Seçilmiş metin ▸
#####
Eşek deyip geçmemek lazım. Onunda bir insan gibi karaktere sahip olduğunu biliyor muydunuz? Eşekler genellikle çift olarak yaşamlarını sürdürür. Arkadaşına güçlü bir duygusal bağlılık gösterir. Aynı zamanda özgürlüklerine düşkün olan eşekler, eğitimde atlar gibi eğitilemezler. Şayet ona hükmetmek için sert davrandığınız an sizden kaçıp uzaklaşır. Onu korkutmadan, sevecen bir üslup ile kendimizi yeterince anlatırsak, zamanla bizi anlayacak ve kendisinin de ne yapması gerektiğini anlayacaktır. Sahibi yanında ölse dahi asla onu bırakmayacak kadar, hatta attan bile vefalı harika insan dostudurlar… Günümüzde dünyanın pek çok bölgesinde yabani eşekler yaşamaktadır. Bu bölgeler arasında Afrika, Asya kıtasında Nepal, Moğolistan, Türkmenistan ve Suriye yer almaktadır.
#####
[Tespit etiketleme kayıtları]

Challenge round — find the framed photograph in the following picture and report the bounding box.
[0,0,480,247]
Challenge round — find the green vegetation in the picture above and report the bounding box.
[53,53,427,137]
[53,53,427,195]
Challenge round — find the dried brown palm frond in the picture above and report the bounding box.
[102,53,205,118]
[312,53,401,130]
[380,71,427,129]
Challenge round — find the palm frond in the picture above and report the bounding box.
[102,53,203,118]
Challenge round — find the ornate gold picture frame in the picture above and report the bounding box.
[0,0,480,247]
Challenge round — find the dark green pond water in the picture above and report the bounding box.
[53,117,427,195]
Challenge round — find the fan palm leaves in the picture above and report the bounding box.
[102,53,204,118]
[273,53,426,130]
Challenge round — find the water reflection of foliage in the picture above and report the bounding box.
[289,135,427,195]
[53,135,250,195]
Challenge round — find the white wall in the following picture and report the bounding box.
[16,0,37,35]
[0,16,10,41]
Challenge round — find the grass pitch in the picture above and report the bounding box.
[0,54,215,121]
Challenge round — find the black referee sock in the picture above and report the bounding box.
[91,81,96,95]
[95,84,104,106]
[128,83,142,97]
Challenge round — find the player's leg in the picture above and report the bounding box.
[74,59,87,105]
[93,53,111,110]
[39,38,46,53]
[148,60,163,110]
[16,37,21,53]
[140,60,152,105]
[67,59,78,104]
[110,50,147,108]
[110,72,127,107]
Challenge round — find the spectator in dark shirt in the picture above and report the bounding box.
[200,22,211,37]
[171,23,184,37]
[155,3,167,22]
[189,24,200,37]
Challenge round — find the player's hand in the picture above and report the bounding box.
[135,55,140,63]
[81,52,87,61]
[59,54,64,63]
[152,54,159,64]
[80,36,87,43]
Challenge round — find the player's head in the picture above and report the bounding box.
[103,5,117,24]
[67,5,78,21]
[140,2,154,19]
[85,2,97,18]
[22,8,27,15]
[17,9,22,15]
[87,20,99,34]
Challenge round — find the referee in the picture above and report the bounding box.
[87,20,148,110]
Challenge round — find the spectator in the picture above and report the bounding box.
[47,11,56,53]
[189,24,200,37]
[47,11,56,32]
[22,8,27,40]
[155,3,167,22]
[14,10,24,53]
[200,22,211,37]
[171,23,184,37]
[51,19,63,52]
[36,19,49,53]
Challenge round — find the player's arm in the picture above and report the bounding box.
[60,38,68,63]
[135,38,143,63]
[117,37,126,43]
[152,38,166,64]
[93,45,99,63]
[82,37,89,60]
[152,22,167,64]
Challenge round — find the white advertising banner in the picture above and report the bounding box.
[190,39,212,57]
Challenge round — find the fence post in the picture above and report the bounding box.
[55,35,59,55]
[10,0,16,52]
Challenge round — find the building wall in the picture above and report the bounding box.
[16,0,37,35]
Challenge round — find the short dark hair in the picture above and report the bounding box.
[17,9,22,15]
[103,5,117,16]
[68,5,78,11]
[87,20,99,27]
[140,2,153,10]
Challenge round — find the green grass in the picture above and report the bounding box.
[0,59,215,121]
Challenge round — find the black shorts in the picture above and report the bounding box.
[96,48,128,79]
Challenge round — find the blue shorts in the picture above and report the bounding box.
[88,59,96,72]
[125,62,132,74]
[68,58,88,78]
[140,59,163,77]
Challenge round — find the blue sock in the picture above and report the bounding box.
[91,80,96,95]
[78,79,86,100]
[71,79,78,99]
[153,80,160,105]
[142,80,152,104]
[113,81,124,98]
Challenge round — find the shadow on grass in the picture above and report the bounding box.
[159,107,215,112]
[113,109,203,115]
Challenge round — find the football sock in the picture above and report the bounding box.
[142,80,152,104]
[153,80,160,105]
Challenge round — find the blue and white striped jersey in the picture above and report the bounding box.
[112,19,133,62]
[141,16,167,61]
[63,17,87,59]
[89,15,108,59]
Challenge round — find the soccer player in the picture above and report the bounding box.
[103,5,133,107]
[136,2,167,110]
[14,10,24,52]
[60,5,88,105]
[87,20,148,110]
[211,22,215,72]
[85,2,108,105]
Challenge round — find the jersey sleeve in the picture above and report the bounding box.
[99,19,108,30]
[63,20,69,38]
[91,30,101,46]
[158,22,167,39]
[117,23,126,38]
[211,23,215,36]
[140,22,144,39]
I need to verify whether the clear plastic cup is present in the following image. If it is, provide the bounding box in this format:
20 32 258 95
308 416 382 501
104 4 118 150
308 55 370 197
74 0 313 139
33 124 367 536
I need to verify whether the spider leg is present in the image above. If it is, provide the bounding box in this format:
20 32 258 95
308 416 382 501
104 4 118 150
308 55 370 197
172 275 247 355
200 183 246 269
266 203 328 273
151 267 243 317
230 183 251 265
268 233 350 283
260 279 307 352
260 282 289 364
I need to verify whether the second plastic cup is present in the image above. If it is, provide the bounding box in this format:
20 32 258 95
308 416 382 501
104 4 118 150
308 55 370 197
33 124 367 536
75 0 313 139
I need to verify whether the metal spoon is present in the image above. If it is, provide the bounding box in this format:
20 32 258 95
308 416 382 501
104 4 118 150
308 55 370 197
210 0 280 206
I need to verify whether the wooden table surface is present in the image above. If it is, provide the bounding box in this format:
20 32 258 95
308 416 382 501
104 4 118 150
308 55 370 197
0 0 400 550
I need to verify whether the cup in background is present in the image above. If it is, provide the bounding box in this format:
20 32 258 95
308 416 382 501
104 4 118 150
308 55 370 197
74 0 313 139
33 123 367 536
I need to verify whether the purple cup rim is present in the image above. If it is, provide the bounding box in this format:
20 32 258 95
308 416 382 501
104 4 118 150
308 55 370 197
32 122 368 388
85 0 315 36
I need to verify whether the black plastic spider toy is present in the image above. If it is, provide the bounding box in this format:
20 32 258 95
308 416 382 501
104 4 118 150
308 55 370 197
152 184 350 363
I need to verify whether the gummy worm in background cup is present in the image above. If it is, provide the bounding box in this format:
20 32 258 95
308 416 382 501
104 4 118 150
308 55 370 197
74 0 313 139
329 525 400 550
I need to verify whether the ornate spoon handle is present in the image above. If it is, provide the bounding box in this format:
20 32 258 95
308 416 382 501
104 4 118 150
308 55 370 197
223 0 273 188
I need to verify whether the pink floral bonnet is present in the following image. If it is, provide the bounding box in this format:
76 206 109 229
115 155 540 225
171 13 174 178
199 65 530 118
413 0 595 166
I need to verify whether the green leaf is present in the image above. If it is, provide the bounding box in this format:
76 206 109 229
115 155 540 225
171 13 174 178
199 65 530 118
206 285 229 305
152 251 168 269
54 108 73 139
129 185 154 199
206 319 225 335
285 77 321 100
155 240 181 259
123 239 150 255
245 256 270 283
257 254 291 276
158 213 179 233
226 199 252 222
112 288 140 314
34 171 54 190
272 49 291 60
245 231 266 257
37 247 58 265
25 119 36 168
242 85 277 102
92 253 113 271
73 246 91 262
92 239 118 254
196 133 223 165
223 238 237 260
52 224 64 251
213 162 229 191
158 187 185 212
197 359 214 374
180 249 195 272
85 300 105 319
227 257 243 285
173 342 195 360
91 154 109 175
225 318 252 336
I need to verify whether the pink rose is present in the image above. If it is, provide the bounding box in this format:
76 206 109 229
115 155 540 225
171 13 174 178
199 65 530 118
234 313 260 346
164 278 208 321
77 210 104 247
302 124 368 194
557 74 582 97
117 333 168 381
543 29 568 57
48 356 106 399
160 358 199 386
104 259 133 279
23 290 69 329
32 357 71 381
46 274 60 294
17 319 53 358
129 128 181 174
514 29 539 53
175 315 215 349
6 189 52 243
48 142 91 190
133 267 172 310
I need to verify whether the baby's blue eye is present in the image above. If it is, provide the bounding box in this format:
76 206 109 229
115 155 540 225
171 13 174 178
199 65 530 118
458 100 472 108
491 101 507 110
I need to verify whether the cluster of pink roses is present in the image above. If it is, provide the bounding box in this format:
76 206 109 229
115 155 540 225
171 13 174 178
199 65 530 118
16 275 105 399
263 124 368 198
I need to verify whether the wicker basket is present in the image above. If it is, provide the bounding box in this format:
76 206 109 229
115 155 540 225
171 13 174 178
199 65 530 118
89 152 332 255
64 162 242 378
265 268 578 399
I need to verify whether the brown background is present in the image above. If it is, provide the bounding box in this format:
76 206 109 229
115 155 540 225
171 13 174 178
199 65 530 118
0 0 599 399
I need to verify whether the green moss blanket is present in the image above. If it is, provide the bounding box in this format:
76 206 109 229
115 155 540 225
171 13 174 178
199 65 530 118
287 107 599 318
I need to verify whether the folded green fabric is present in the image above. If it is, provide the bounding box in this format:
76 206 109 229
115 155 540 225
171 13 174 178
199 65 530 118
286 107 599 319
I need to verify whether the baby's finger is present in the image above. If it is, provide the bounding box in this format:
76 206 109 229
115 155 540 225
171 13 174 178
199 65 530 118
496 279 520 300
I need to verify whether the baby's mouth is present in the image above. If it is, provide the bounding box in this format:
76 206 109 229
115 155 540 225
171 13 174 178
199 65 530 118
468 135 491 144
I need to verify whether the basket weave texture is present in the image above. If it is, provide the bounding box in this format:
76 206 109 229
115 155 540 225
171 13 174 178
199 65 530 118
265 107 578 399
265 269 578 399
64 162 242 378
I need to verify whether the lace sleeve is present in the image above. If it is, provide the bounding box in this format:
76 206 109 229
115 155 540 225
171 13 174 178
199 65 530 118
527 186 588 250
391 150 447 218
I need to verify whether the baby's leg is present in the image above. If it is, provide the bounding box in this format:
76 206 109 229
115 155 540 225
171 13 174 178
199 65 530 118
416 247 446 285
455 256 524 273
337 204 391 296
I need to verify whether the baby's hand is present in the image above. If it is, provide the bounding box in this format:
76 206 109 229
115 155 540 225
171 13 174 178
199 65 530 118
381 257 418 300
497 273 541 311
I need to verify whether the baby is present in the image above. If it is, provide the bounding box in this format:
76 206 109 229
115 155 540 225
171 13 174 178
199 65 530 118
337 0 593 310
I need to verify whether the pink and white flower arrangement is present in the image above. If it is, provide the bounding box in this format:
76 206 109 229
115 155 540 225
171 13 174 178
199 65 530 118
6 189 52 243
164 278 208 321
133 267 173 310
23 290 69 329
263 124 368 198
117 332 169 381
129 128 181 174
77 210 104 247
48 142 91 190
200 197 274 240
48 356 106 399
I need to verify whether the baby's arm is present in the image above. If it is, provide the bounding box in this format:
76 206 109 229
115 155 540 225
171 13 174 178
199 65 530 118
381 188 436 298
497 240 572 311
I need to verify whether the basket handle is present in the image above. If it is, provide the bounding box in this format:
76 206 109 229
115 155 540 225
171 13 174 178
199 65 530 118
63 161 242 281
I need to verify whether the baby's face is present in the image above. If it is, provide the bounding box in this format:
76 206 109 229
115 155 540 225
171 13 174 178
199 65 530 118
#####
Alıştırma görevleri ▸
1/ Eşekler hakkındaki metinden, "Eşek deyip geçmemek" sözlerinin yer aldığı yerden başlayıp "Suriye yer almaktadır." sözlerinden sonra biten bölümü olduğu gibi kopyalayınız.
2/ Eşekler hakkındaki metnin devamını, son cümlesinden sonrasını getirecek şekilde yazınız.

Yazılı cevaplar ▸
1/
Eşek deyip geçmemek lazım. Onunda bir insan gibi karaktere sahip olduğunu biliyor muydunuz? Eşekler genellikle çift olarak yaşamlarını sürdürür. Arkadaşına güçlü bir duygusal bağlılık gösterir. Aynı zamanda özgürlüklerine düşkün olan eşekler, eğitimde atlar gibi eğitilemezler. Şayet ona hükmetmek için sert davrandığınız an sizden kaçıp uzaklaşır. Onu korkutmadan, sevecen bir üslup ile kendimizi yeterince anlatırsak, zamanla bizi anlayacak ve kendisinin de ne yapması gerektiğini anlayacaktır. Sahibi yanında ölse dahi asla onu bırakmayacak kadar, hatta attan bile vefalı harika insan dostudurlar… Günümüzde dünyanın pek çok bölgesinde yabani eşekler yaşamaktadır. Bu bölgeler arasında Afrika, Asya kıtasında Nepal, Moğolistan, Türkmenistan ve Suriye yer almaktadır.

2/
Yaban eşekleri atlar gibi sürüler halinde değil, yiyeceğin pek kıt olduğu çöllerde tek başlarına yaşarlar. Bu yüzden oldukça güçlü bir sese sahiptirler. Yaban eşeklerinin sesleri üç kilometre öteden duyulabilir. Güçlü sesleri yardıma ihtiyaç duyduklarında başka eşeklere haber vermelerini kolaylaştırır.

Eşek, at ve zebrayla akrabadır. 
Eşeğin ana vatanı Kuzey Afrika’dır. Buradan Yunanistan, İtalya, İspanya ve Kuzey Avrupa’ya yayılmıştır. İspanyollar tarafından Amerika’ya götürülmüştür. 
Eşek günümüzden 12.000 yıl önce evcilleştirilmiştir. Mısır piramitlerinin yapımında yük taşımada kullanılmışlardır. Günümüzde lüks otomobillerde olduğu gibi eski zamanlarda da eşek, sahibinin zenginliğini gösteren bir semboldü. 
Eşekler çok duygusal hayvanlardır. 
Oysaki onlar hakkında çok fıkra, çok atasözü/deyim söylenildiği gibi fıkralara da eşek konu olmuştur.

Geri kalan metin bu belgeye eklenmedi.